▸ EXCERPT
╔══

Fannie Mae’s June report on the economy and housing showed a decline in economic growth, as well as residential home construction – but an incline in multifamily construction in the same time period. We look at some of the report’s key points in today’s BAM Blog…

To read the report in its entirety, click here.

 

The Economy

 

  • Disappointing job growth, with on net zero additional job growth over the previous two months.

 

  • Wages are continuing to grow at a strong pace year-over-year.

 

  • Household survey showed unemployment remained at historic lows.

 

  • Construction employment did increase by 5200 this month, which Fannie said should hopefully should help with some of the supply issues faced by home-builders.

 

  • The report remains consistent with Fannie’s forecast of a slowing economy, and they assert conditions will likely not shift the Fed from its patient wait-and-see stance.

 

Home Construction: Both single and multifamily

 

  • Latest data showed positive numbers for households’ net worth in the first quarter.

 

  • Data also showed slow spending on residential home construction.

╚══

▸ WHAT TO WORK ON
In the blog post on Fannie Mae's June report, rewrite the paragraph that begins "Fannie Mae's June report on the economy and housing" as a short bulleted list that keeps its main facts.

▸ DATASET RECORDS
╔══

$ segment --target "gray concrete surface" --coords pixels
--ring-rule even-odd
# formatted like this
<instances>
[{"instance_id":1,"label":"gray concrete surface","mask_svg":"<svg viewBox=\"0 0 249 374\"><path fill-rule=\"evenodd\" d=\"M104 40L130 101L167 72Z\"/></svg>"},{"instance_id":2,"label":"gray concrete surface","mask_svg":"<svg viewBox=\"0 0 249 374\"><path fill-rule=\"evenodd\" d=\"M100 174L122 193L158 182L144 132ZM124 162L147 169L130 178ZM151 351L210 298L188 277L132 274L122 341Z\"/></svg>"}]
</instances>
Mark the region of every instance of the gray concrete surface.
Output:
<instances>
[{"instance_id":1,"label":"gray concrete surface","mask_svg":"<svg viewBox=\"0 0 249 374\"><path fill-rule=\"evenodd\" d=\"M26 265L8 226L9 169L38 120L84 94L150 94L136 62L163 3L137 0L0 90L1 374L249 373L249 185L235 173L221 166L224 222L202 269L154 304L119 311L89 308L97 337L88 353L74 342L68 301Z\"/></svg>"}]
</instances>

╚══
╔══

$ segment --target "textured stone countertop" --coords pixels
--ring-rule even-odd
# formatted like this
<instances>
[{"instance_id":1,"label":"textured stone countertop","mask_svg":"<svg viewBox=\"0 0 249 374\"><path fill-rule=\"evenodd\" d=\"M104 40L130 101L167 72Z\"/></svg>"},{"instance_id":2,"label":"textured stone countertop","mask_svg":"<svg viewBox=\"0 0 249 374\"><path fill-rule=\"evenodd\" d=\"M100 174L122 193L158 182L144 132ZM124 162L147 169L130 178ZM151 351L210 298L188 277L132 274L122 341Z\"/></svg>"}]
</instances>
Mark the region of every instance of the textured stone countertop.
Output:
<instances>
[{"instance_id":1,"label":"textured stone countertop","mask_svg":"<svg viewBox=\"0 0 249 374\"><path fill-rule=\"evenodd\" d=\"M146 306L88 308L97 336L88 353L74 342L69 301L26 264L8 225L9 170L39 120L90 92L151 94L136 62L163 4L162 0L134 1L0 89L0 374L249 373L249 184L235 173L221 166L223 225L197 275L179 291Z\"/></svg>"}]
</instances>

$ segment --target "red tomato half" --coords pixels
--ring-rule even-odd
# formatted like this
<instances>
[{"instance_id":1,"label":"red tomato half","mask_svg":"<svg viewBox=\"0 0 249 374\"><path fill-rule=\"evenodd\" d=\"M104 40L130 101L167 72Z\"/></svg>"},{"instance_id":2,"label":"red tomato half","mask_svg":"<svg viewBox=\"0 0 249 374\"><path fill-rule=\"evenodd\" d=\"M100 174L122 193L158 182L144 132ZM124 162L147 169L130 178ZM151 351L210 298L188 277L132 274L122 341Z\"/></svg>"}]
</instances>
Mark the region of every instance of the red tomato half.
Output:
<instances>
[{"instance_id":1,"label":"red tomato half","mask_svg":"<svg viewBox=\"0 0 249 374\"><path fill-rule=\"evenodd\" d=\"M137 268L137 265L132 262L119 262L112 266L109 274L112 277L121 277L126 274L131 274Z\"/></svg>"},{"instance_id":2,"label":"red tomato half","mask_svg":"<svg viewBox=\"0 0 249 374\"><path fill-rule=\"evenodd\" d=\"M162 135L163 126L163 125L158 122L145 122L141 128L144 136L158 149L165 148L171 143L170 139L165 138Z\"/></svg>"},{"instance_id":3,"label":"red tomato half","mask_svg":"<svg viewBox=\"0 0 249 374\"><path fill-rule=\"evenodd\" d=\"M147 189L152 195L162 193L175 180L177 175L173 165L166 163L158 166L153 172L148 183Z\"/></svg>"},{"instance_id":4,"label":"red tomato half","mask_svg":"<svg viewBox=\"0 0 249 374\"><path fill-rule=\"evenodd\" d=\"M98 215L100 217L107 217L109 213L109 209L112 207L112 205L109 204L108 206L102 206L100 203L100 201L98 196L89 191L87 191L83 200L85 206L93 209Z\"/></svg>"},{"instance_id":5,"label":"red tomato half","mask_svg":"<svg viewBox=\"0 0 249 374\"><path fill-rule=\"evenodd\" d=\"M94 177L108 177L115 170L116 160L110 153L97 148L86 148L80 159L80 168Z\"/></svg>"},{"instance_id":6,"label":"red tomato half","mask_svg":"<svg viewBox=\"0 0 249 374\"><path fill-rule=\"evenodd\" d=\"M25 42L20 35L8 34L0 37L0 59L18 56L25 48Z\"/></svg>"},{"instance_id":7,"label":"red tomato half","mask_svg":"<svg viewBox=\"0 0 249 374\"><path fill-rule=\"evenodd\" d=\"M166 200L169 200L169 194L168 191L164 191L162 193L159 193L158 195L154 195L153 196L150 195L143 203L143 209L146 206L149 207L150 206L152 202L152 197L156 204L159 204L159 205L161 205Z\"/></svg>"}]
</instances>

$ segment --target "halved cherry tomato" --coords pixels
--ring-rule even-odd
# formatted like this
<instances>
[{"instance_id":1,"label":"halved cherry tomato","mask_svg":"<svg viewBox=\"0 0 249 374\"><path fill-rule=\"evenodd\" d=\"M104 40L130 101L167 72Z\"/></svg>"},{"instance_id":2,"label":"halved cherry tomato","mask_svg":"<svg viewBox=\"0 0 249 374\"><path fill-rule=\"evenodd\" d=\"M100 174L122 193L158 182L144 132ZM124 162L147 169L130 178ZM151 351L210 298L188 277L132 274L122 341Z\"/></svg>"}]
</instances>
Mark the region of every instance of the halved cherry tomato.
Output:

╚══

▸ RESPONSE TO THIS EXERCISE
- Fannie Mae's June report covers the economy and housing.
- It showed a decline in economic growth.
- It also showed a decline in residential home construction.
- Multifamily construction rose over the same period.
- Today's BAM Blog looks at some of the report's key points.